> _ÉNONCÉ_:
Citez mot pour mot, s'il vous plaît, le passage de la critique du film HHhH en commençant par « Autre liberté prise » et en allant jusqu'à « film qu’est HHhH. ».

> _EXTRAIT DU TEXTE_:
=-=-=

Quelques libertés ont toutefois été prises par l’équipe du film par rapport au livre et à la réalité, comme le choix de faire mourir les deux personnages principaux ensembles dans la scène finale alors qu’ils moururent séparés en réalité. Le reste de la scène est par ailleurs très bien tourné, et présente correctement comment une dizaine de parachutistes commandos ont mis en échec durant toute une nuit plus de 700 SS.

Autre liberté prise par l’équipe du film : celle de faire naitre un lien direct entre les personnages principaux et le village de Lidice, massacré par les Einsatzgruppen en guise de représailles après la mort de Heydrich. Ces légères libertés prises restent toutefois largement raisonnables et elles ne sauraient entacher le très bon film qu’est HHhH.

Outre ces deux scènes, le reste du film est également très soigné et sa mise en scène est impeccable. Ainsi, on découvre lors du premier flashback comment Heydrich, officier de la marine de la République de Weimar promis à un brillant avenir malgré son caractère colérique, se retrouve mis en disgrâce en raison de ses mœurs dépravés.

Le film parvient alors à représenter d’une façon excellente et efficace les frustrations provoquées par le régime élitiste de Weimar, et comment elles furent exploitées par les nazis pour monter en puissance en recrutant des hommes comme Heydrich. Paradoxalement, le livre ne parle que très peu de cela. On y découvre également le personnage de Lina, l’épouse du boucher de Prague, qui a joué un rôle actif dans son engagement au sein du parti. Cela me permet d’aborder le point de la psychologie des personnages qui sont tous très bien développés. On apprend à les connaitre « à la volée », et pourtant, leur caractère et soigné et développé.

À l’inverse, le film va ainsi survoler d’une façon un peu trop légère d’autres éléments dont on aurait aimé qu’ils soient plus creusés ou plus développés. Ainsi, on parle très peu de ce qui s’est passé avant l’occupation et le protectorat. Quid du président Benes ? Quid de la partition et du régime fantoche slovaque ? Quid de la crise des Sudètes et de Munich ? Tous ces éléments sont survolés rapidement par le film sans être véritablement traités en profondeur.

=-=-=

> _DONNÉES FOURNIES_:
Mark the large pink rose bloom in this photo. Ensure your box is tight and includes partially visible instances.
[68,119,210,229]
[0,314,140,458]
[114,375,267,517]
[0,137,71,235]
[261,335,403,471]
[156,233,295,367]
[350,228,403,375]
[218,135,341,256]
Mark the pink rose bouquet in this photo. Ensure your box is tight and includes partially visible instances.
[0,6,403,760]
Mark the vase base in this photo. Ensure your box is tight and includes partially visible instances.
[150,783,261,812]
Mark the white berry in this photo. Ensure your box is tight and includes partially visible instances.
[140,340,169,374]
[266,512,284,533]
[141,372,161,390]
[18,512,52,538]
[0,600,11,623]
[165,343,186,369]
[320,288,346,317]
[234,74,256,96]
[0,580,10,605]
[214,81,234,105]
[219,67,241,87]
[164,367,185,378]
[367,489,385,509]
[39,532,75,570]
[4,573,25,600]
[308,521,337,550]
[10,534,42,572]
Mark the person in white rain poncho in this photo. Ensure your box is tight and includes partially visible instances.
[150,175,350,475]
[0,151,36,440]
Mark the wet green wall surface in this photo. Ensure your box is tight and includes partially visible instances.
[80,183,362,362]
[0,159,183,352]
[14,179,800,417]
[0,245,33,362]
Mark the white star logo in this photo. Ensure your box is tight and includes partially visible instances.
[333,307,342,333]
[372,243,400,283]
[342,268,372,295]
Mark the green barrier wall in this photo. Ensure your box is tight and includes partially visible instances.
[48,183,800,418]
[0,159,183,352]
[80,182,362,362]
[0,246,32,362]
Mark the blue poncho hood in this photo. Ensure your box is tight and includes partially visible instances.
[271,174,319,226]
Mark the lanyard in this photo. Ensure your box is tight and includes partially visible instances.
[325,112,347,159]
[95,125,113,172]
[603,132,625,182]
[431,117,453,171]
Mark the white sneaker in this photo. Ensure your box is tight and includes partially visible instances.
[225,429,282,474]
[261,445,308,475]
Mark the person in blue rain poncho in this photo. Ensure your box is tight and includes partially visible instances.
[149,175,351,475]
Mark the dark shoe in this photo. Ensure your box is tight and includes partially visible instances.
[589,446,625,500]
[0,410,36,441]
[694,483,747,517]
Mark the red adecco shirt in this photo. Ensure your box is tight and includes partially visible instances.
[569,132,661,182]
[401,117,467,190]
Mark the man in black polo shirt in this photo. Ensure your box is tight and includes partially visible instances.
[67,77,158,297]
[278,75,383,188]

=-=-=

> _RÉPONSE_:
Autre liberté prise par l’équipe du film : celle de faire naitre un lien direct entre les personnages principaux et le village de Lidice, massacré par les Einsatzgruppen en guise de représailles après la mort de Heydrich. Ces légères libertés prises restent toutefois largement raisonnables et elles ne sauraient entacher le très bon film qu’est HHhH.